----- Record excerpts

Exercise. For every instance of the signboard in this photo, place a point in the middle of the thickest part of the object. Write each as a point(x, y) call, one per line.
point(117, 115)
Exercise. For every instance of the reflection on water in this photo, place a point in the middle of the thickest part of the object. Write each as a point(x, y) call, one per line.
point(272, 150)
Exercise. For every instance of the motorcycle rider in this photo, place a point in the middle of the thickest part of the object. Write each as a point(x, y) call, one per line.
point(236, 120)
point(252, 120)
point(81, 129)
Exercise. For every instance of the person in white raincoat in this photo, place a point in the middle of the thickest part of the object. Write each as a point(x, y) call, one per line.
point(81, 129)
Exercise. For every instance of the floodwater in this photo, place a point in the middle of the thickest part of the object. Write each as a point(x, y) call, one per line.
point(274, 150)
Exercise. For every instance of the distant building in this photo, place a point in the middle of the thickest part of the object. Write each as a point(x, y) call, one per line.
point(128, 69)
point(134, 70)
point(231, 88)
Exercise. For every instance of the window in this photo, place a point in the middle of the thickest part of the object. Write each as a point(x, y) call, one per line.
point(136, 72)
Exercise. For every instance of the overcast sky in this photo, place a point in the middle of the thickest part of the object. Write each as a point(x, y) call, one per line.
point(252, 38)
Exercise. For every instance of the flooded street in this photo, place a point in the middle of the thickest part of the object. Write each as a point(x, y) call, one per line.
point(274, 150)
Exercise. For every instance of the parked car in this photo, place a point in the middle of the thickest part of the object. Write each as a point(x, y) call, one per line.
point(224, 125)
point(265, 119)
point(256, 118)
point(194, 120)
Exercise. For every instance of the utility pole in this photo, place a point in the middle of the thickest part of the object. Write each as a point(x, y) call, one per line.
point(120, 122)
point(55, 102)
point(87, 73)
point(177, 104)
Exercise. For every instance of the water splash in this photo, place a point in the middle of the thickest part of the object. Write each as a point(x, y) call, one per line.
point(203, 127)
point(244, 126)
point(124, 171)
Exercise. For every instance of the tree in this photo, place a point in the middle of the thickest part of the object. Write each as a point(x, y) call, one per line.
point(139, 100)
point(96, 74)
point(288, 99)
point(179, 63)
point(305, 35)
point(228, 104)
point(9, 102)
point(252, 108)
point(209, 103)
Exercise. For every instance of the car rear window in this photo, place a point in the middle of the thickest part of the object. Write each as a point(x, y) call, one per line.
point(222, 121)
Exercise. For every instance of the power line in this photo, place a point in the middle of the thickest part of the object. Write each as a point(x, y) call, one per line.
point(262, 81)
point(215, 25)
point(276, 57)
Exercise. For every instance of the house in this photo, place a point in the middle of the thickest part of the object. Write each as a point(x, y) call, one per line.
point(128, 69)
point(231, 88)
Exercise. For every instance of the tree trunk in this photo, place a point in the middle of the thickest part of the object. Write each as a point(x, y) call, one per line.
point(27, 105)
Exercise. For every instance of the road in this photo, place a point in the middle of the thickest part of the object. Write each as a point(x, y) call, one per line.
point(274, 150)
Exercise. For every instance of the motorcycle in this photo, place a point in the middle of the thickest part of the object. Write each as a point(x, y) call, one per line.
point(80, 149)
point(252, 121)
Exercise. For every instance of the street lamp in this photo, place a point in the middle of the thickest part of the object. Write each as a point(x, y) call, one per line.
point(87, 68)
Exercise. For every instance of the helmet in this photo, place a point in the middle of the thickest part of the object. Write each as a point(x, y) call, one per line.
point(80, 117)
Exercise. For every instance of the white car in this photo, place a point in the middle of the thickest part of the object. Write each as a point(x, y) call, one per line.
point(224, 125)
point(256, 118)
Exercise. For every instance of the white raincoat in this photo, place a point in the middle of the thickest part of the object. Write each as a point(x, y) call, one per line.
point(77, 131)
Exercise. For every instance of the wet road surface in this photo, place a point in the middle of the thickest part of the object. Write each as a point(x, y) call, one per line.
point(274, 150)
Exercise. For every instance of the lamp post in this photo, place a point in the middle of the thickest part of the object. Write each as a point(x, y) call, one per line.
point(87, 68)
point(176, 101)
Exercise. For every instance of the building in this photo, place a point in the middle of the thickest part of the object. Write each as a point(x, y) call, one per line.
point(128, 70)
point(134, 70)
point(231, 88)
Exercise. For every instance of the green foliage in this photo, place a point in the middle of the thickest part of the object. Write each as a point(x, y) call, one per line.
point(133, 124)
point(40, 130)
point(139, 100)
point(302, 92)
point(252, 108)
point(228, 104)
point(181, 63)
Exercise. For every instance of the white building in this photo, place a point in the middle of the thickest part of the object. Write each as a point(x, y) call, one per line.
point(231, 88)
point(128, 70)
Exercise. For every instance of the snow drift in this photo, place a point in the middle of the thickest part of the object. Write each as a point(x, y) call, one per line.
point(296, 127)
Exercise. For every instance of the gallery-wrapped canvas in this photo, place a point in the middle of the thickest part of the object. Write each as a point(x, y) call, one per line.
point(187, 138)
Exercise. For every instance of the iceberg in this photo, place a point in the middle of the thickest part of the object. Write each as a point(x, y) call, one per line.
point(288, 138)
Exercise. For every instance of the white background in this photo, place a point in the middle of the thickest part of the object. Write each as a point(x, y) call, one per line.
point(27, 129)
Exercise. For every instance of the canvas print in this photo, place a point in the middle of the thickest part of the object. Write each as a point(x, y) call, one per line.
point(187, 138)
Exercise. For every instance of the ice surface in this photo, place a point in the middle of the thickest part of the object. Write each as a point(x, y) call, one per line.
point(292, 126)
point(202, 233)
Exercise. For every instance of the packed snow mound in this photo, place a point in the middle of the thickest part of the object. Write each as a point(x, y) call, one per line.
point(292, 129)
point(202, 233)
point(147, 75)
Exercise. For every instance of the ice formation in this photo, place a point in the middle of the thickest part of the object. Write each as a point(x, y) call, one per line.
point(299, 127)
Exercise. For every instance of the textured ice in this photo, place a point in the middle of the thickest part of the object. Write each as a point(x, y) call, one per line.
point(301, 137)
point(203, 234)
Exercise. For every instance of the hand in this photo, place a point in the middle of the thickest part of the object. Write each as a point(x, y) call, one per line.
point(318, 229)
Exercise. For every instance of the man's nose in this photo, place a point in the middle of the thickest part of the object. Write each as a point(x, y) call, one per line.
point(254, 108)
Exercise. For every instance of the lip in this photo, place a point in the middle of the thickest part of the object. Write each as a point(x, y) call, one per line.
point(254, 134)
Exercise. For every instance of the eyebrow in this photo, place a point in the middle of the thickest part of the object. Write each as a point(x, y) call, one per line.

----------

Copy out all of the lines above, swapping "thickest part" for "widest part" wherever it appears and leaving everything else the same.

Full response
Exercise. For every instance of the signboard in this photo, place a point in the middle of the widest part of the object. Write each as a point(x, y) call, one per line.
point(117, 115)
Exercise. For every instance of the reflection on water in this photo, place a point in the middle of the widest part of the object. Write each as a point(x, y) call, one per line.
point(272, 150)
Exercise. For every instance of the motorcycle rider in this photo, place a point in the middle of the widest part of the object. Write each as a point(x, y) call, one per line.
point(236, 120)
point(252, 120)
point(81, 129)
Exercise. For every instance of the person in white raincoat in this photo, place a point in the middle of the widest part of the object. Write each as a point(x, y) call, one per line.
point(81, 129)
Exercise. For every instance of the floodwater in this photo, place a point in the middle of the widest part of the object. Write each as a point(x, y) call, one per line.
point(274, 150)
Exercise. For every instance of the distant building in this photo, place a point in the middle of the widest part of the object. Write each as a point(x, y) call, one per line.
point(128, 69)
point(134, 70)
point(231, 88)
Exercise. For every instance of the window in this photo, place a point in the middle of the widest part of the object. Write each as a point(x, y) call, one per line.
point(136, 72)
Exercise. For every instance of the overcast sky in this photo, place a point in the middle of the widest part of the object. Write each as a point(x, y) call, one per line.
point(252, 38)
Exercise. For every instance of the flooded street in this photo, place a point in the middle of the widest part of the object. Write each as a point(x, y) call, one per line.
point(274, 150)
Exercise. For every instance of the parked car in this photo, place a point in the middle of the widest part of the object. Write each as a point(x, y) call, one per line.
point(224, 125)
point(265, 119)
point(256, 118)
point(194, 120)
Exercise. For every instance of the utility pole in this photo, place a point in the middle of the widest part of the object. Write each as a point(x, y) call, one per line.
point(120, 122)
point(55, 102)
point(87, 73)
point(177, 104)
Exercise. For every instance of the water splash in this photo, place a point in the middle of the widest part of the object. Write each as a point(x, y) call, one per line.
point(203, 127)
point(244, 126)
point(124, 171)
Exercise. For every instance of the tree in this photo, place a point in the middle of the widest part of the object. Write each as a point(x, y) call, one per line.
point(139, 100)
point(96, 74)
point(288, 99)
point(179, 63)
point(305, 35)
point(228, 104)
point(9, 102)
point(252, 108)
point(209, 103)
Exercise. For every instance of the car rear window in this photo, place a point in the middle of the widest part of the object. Write each as a point(x, y) call, one per line.
point(222, 121)
Exercise. For every instance of the power line in this photo, place a point in the middle of the widest part of the object. Write each as a point(x, y) call, one per line.
point(262, 81)
point(215, 25)
point(276, 57)
Exercise. For every instance of the house in this photo, place a point in the middle of the widest part of the object. Write each as a point(x, y) call, one per line.
point(128, 69)
point(231, 88)
Exercise. For every instance of the tree trunk in this photo, place a point in the middle of the widest part of the object. Write each as a point(x, y) call, one per line.
point(27, 105)
Exercise. For every instance of the road in this photo, place a point in the middle of the widest part of the object. Write each as a point(x, y) call, one per line.
point(274, 150)
Exercise. For every instance of the motorcycle in this photo, place a point in the middle of the widest part of the object. Write each as a point(x, y) call, one per line.
point(80, 149)
point(252, 121)
Exercise. For every instance of the street lamp in this photo, place a point in the middle of the widest part of the object. Write each as a point(x, y) call, one per line.
point(87, 68)
Exercise. For every instance of the helmet in this photo, place a point in the middle of the widest part of the object. Write each as a point(x, y) call, one per line.
point(80, 117)
Exercise. For every instance of the white car in this photo, place a point in the middle of the widest part of the object. Write each as a point(x, y) call, one per line.
point(224, 125)
point(256, 118)
Exercise. For every instance of the white raincoat in this photo, place a point in the middle of the widest part of the object. Write each as a point(x, y) call, one per line.
point(77, 131)
Exercise. For every instance of the wet road surface in this photo, place a point in the middle of the widest part of the object. Write each as a point(x, y) call, one per line.
point(274, 150)
Exercise. For every instance of the lamp post in this photo, place a point in the middle of the widest part of the object. Write each as a point(x, y) call, one per line.
point(87, 68)
point(176, 101)
Exercise. For every instance of the building in this photo, place a point in the middle of the widest part of the object. Write each as a point(x, y) call, one per line.
point(128, 70)
point(134, 70)
point(231, 88)
Exercise. For every instance of the green foliage in this photo, place a point in the middle of the widest part of the object. Write each as a point(x, y) call, one per line.
point(133, 124)
point(40, 130)
point(139, 100)
point(302, 92)
point(252, 108)
point(228, 104)
point(181, 63)
Exercise. For every instance of the white building in this photo, place a point in the middle of the widest part of the object. Write each as a point(x, y) call, one per line.
point(231, 88)
point(128, 70)
Exercise. For every instance of the snow drift in this photo, place a point in the middle of the widest part of the object. Write each as a point(x, y) call, one per line.
point(296, 127)
Exercise. For every instance of the gallery-wrapped canvas in this photo, place a point in the middle of the widest part of the object. Write each as a point(x, y) call, one per line.
point(187, 138)
Exercise. For every instance of the iceberg in this photo, place a point in the middle of the widest part of the object. Write each as a point(x, y) call, one per line.
point(288, 138)
Exercise. For every instance of the white background in this photo, place a point in the middle of the widest part of the object. Write each as a point(x, y) call, one per line.
point(27, 129)
Exercise. For every instance of the canvas print in this photo, place a point in the middle of the widest part of the object. Write each as a point(x, y) call, one per line.
point(187, 138)
Exercise. For every instance of the ice surface in this photo, place a point in the middle of the widest part of the object. Write each as a point(x, y) call, one per line.
point(292, 126)
point(202, 233)
Exercise. For every instance of the packed snow mound in this photo, place a point in the middle of the widest part of the object. Write each as a point(x, y) call, one per line.
point(292, 129)
point(202, 233)
point(147, 75)
Exercise. For every instance of the ice formation in this photo, place a point in the middle of the widest part of the object. Write each as a point(x, y) call, one per line.
point(299, 127)
Exercise. For every instance of the textured ice in this photo, place a point in the middle of the widest part of the object. Write each as a point(x, y) call, one per line.
point(301, 137)
point(203, 234)
Exercise. For every instance of the hand in this photo, place a point in the middle of the widest part of the object. Write each as a point(x, y) call, one per line.
point(318, 229)
Exercise. For every instance of the man's nose in this photo, place a point in the middle of the widest part of the object. Write each as a point(x, y) call, one per line.
point(254, 108)
Exercise. For every instance of the lip in this photo, place a point in the middle of the widest part of the object. Write each as a point(x, y) call, one per line.
point(254, 134)
Exercise. For every instance of the eyebrow in this photo, place a point in the middle of the widest part of the object. Write each as a point(x, y) call, one per line.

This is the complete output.